**Document text**
First, the cumulus cloud has to be about a mile thick -- 4,000 to 6,000 feet -- and there must be a freezing layer of ice crystals (which is very common). Launching a hot rocket through that cold-topped cloud can actually create lightning! After all, the ice crystals are there and that rocket will supply an exhaust plume of 6,000 degrees -- that’s enough to replace those warm water droplets! So the same physics exists to create lightning and the last thing you want is lightning striking your rocket! While this is not ‘natural’ lightning as we know it, this “trigger” lightning, as it’s called, is just as dangerous.
Apollo 12
Trigger lightning was first discovered during the Apollo 12 launch and is well-documented. There had been rain in the area, but no thunderstorms were nearby for the launch, just clouds. Then just 35 seconds into launch, going through one of those innocent cumulus clouds, Apollo 12 took a lightning strike and then another at 52 seconds that knocked out much of the control system. Here’s a launchpad view:
Radio transmissions from Apollo 12 back to Houston:
000:00:56 Conrad (onboard): I just lost the platform.

**What this exercise asks**
1: In the text about trigger lightning, how many seconds into the launch did Apollo 12 take its first lightning strike?
2: Can you carry on the text about trigger lightning from the point where it stops?
The lines that come after this have no connection to the text about trigger lightning.

**Data provided**

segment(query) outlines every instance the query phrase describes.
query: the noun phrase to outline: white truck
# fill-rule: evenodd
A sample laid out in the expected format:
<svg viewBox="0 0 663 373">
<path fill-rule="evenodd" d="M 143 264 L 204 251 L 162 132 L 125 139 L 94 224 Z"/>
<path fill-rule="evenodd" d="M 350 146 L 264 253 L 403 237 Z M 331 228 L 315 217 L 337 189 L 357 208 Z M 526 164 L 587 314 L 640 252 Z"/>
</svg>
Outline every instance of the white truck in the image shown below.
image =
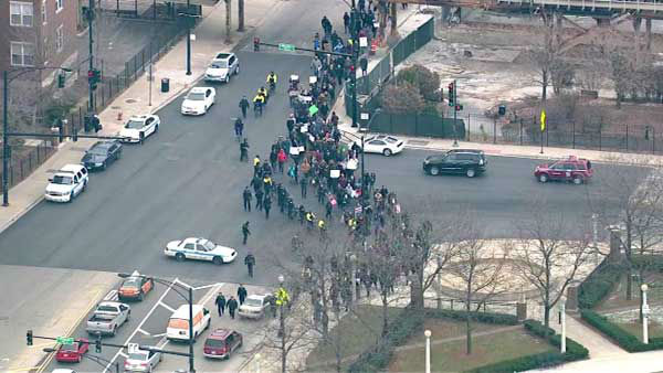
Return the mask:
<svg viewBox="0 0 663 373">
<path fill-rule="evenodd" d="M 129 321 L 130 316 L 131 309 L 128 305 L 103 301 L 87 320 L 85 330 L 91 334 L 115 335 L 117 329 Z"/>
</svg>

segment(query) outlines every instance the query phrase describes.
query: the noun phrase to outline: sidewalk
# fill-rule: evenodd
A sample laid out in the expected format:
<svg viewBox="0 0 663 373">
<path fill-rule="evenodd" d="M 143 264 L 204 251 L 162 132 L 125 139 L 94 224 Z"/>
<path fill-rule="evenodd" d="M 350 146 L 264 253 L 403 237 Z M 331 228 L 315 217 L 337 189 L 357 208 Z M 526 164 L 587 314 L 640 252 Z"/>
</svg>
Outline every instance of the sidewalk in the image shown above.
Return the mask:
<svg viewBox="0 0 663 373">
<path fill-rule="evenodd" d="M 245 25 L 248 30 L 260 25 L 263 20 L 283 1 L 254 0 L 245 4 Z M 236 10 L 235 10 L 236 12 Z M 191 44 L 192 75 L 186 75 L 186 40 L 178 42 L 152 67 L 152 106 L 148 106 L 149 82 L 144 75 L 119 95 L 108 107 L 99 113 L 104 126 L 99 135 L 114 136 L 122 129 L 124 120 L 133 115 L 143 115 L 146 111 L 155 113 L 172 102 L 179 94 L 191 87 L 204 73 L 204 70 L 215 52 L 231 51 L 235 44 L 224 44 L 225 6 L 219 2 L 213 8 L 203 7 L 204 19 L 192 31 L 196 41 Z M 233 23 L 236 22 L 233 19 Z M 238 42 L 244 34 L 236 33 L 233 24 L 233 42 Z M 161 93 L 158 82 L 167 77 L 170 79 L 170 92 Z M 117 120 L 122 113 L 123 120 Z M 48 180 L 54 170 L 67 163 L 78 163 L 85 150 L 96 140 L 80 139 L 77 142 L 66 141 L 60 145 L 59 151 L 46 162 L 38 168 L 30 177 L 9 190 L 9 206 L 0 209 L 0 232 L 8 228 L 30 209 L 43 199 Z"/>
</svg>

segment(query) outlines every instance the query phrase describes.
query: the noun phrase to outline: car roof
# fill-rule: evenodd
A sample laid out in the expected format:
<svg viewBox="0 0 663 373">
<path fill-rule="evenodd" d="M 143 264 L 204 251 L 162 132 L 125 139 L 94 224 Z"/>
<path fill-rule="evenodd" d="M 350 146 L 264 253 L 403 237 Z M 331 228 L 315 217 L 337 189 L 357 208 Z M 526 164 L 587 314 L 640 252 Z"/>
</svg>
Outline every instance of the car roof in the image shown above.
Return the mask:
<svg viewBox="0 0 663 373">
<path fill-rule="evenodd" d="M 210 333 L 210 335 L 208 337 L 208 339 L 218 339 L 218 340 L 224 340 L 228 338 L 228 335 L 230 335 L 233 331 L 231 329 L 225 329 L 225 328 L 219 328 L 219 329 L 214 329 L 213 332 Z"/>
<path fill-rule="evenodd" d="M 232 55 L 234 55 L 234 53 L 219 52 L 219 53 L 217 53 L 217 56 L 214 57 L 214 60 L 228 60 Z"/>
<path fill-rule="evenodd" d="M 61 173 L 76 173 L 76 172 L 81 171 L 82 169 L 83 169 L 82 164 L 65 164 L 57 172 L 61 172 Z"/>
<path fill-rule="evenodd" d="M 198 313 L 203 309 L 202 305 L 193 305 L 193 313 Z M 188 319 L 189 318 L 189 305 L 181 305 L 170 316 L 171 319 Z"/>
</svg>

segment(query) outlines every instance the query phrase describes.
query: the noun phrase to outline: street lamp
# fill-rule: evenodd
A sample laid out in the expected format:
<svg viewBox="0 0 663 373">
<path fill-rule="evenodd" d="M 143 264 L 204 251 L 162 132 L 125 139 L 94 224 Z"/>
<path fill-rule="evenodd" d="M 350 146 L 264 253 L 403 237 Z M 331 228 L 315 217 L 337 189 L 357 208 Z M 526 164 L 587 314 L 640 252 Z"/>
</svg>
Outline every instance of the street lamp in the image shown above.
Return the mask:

**Answers to each task**
1: 35 seconds

2:
Altitude, a mile and a half [nautical], now. Velocity, 1,592 feet per second.
000:01:00 Gordon: All we’ve got’s the GDC.
000:01:01 Conrad (onboard): Yes.
000:01:02 Conrad: Okay, we just lost the platform, gang. I don’t know what happened here; we had everything in the world drop out.
000:01:08 Carr: Roger.
Cmdr. Pete Conrad made the brave and quick decision to go on with the mission, repairing any problems during orbit rather than try to quick-fix the issues during launch. Aborting the mission was an option which would have sent Apollo 12 splashing quickly -- and maybe not safely -- into the Atlantic.
What changed?
Not much changed, except to make sure the following Apollo missions launched during pristine conditions! All went well for the subsequent Apollo missions. However, in 1987 an unmanned rocket was launched through clouds and that rocket, an Atlas/Centaur, triggered lightning shortly after takeoff. The strikes knocked out the onboard electronics and the rocket was destroyed in midair. Lesson learned.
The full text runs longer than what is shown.